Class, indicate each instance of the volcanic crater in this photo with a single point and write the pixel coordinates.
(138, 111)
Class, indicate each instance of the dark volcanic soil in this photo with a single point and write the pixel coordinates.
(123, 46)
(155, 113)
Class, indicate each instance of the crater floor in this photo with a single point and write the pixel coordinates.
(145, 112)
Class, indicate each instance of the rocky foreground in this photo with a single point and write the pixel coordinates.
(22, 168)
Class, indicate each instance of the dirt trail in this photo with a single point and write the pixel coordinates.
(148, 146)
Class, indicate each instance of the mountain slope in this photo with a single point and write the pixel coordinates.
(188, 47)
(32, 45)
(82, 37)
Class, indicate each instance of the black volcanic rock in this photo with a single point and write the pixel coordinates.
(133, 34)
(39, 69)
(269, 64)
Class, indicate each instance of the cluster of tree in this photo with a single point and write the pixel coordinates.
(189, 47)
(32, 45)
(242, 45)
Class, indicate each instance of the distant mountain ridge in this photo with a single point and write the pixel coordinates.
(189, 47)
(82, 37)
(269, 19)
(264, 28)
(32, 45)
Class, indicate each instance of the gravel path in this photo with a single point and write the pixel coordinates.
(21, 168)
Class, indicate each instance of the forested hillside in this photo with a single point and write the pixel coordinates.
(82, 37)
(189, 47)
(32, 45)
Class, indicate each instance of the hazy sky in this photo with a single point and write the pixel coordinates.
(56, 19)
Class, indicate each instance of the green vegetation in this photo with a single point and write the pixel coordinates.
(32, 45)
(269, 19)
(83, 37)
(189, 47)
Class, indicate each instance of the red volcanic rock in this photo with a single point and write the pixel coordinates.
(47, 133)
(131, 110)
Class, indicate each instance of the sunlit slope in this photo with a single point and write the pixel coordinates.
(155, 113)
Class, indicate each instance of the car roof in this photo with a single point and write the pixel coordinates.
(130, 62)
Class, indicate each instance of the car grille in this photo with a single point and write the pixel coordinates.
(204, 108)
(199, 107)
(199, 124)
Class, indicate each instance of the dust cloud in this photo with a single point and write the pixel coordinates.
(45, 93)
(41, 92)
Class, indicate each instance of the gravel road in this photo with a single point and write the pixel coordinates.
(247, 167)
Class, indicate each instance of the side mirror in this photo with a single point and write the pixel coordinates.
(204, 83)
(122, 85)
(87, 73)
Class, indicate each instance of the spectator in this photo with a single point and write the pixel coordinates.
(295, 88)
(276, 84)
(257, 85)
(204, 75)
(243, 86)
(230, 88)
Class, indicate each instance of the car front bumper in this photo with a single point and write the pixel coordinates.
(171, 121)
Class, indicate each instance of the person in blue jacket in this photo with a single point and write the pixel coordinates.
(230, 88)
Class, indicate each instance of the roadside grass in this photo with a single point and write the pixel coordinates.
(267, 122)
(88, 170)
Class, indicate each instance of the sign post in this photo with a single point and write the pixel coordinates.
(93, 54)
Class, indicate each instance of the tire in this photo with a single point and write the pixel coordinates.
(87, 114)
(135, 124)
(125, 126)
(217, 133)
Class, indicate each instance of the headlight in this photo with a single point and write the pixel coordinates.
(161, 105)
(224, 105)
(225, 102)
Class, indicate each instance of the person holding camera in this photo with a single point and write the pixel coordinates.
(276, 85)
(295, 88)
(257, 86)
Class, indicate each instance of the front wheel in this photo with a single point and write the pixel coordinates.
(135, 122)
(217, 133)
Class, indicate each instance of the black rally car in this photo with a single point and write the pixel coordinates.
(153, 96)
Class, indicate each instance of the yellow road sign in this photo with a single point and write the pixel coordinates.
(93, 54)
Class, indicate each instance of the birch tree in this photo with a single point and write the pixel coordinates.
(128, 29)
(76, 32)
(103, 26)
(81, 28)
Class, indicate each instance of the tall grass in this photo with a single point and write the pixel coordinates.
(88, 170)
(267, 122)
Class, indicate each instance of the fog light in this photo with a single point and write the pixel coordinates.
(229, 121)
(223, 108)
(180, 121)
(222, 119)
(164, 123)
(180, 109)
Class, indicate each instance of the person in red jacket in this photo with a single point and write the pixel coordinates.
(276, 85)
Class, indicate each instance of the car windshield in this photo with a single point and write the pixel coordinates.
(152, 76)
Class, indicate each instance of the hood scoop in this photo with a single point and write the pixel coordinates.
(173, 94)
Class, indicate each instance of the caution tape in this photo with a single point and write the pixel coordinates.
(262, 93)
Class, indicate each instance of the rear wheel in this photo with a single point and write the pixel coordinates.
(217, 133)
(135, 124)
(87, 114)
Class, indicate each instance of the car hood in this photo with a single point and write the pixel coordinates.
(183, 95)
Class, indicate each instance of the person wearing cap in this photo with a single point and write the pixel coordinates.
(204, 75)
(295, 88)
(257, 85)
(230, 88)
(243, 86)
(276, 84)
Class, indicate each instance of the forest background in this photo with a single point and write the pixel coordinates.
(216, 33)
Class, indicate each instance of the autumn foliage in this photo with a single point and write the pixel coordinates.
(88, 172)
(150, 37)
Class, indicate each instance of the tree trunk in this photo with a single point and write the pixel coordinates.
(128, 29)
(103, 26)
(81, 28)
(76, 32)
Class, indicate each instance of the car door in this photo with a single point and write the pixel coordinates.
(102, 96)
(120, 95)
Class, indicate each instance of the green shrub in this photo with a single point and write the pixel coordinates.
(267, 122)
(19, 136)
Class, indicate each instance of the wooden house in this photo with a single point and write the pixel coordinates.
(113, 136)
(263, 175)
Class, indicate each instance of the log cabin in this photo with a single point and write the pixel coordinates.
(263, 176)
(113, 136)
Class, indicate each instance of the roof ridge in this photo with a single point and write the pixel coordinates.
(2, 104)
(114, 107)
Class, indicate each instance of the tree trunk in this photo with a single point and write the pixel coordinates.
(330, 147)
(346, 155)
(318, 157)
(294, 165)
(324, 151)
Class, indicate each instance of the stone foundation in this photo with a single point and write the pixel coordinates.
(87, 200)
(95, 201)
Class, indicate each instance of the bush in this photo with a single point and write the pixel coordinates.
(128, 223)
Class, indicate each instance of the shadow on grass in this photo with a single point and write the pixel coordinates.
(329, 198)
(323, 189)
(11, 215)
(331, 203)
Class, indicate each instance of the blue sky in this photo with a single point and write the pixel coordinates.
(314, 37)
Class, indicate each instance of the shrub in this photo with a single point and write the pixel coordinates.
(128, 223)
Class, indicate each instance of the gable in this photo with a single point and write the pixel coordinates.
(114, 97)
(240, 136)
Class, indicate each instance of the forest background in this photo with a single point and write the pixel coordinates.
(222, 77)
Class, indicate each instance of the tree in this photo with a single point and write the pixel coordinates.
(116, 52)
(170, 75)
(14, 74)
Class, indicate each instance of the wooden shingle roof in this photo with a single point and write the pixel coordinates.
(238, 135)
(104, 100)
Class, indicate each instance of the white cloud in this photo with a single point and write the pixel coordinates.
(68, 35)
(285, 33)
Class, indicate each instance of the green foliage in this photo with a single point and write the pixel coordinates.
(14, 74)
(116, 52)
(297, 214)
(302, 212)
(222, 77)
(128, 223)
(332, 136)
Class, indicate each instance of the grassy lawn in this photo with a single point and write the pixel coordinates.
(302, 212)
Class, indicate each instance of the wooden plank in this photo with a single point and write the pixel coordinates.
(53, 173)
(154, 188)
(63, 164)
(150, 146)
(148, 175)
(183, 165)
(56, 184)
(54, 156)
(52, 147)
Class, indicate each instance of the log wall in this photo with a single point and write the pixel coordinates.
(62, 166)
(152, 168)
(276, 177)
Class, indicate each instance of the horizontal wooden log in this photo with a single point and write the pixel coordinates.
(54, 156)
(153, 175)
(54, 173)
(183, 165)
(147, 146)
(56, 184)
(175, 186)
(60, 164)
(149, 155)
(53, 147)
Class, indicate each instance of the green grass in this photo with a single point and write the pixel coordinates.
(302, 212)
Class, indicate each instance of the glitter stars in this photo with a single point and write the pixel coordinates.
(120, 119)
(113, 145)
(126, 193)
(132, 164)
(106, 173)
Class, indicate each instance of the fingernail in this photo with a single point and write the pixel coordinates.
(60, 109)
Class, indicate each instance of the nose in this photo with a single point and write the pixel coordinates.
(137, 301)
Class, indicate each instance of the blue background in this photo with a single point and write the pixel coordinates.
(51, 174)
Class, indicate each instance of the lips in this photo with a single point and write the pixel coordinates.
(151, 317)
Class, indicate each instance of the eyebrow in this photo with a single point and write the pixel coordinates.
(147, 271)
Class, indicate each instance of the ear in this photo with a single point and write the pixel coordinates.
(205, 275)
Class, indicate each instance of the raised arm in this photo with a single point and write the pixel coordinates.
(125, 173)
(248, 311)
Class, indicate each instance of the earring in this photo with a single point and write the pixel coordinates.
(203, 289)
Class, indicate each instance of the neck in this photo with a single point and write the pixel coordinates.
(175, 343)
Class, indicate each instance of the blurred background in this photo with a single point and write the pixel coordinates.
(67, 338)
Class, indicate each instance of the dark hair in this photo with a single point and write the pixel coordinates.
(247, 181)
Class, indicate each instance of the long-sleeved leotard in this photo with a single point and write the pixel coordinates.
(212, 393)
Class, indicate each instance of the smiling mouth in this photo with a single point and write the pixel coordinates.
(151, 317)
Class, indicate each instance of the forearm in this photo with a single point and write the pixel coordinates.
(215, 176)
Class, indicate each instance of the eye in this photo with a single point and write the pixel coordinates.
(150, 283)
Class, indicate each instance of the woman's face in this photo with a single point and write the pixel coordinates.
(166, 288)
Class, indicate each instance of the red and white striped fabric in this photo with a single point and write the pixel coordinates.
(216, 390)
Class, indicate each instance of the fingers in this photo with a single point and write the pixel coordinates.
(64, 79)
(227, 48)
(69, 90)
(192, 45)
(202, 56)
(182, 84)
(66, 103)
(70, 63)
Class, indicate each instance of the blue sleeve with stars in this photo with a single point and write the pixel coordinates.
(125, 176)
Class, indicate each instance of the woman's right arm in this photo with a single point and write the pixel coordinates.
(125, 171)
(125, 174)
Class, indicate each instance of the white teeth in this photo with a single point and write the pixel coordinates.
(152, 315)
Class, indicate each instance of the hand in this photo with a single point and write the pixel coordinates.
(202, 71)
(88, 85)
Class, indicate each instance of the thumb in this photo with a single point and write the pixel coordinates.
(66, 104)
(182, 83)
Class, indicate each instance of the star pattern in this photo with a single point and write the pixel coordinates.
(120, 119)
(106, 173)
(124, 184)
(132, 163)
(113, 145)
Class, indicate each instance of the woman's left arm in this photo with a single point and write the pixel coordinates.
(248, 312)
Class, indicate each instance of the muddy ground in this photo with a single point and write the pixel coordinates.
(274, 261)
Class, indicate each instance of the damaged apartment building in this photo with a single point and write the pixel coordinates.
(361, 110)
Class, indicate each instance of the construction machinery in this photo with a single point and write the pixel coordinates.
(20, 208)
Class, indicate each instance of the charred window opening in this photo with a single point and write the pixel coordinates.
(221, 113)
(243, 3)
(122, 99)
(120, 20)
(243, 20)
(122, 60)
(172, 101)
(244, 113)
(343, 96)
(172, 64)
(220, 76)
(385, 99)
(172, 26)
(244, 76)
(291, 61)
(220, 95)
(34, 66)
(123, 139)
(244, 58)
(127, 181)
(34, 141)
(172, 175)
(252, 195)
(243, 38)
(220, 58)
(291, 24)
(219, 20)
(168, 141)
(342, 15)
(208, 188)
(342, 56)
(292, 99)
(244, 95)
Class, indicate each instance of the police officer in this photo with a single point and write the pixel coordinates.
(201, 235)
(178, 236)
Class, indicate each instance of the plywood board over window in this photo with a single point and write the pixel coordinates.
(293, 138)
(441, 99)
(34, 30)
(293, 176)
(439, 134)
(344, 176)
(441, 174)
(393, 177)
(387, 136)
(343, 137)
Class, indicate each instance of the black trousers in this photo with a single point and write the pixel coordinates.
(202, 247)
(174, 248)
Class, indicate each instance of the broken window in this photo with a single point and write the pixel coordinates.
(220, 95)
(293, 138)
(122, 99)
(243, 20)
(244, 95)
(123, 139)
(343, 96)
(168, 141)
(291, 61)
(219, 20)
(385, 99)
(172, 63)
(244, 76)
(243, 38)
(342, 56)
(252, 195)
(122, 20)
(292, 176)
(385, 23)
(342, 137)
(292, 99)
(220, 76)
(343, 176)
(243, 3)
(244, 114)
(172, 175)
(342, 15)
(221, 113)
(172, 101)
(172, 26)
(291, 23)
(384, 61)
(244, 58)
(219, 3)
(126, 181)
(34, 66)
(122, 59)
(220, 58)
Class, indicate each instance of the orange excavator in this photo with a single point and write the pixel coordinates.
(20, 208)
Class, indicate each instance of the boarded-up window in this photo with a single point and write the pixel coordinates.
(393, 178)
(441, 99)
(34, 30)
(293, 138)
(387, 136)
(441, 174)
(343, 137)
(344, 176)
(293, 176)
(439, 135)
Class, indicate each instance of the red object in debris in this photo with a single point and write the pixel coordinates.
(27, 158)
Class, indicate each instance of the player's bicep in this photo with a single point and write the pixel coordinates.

+-------+

» TO BE DONE
Repeat word for word the lines running from the line containing "Class, indicate each instance of the plywood" to the end of the entries above, inclusive.

» REPLY
Class, indicate each instance of the plywood board over window in this photo with a single point and write the pixel coordinates.
(293, 138)
(441, 99)
(34, 30)
(293, 176)
(439, 134)
(344, 176)
(441, 174)
(393, 177)
(387, 136)
(343, 137)
Class, indicate each instance of the black trousers in this photo with a single point and write the pixel coordinates.
(202, 247)
(174, 248)
Class, indicate each instance of the broken window in this photo with a single point and write the pixel coordinates.
(220, 95)
(293, 138)
(122, 99)
(243, 20)
(244, 95)
(123, 139)
(343, 96)
(168, 141)
(291, 61)
(219, 20)
(385, 99)
(172, 63)
(244, 76)
(243, 38)
(342, 56)
(252, 195)
(122, 20)
(292, 176)
(385, 23)
(342, 137)
(292, 99)
(220, 76)
(343, 176)
(243, 3)
(244, 114)
(172, 175)
(342, 15)
(221, 113)
(172, 101)
(172, 26)
(291, 23)
(384, 61)
(244, 58)
(219, 3)
(126, 181)
(34, 66)
(122, 59)
(220, 58)
Class, indicate each instance of the orange excavator in this photo with a single point and write the pixel coordinates.
(20, 208)
Class, indicate each instance of the boarded-up window in this photo with a single point and write the pixel coordinates.
(393, 178)
(441, 99)
(34, 30)
(293, 138)
(387, 136)
(441, 174)
(343, 137)
(344, 176)
(293, 176)
(439, 135)
Class, indicate each instance of the red object in debris in this photo with a single point and write the pixel coordinates.
(27, 158)
Class, indicate each instance of the player's bicep in this photo with a single point and write the pixel coordinates.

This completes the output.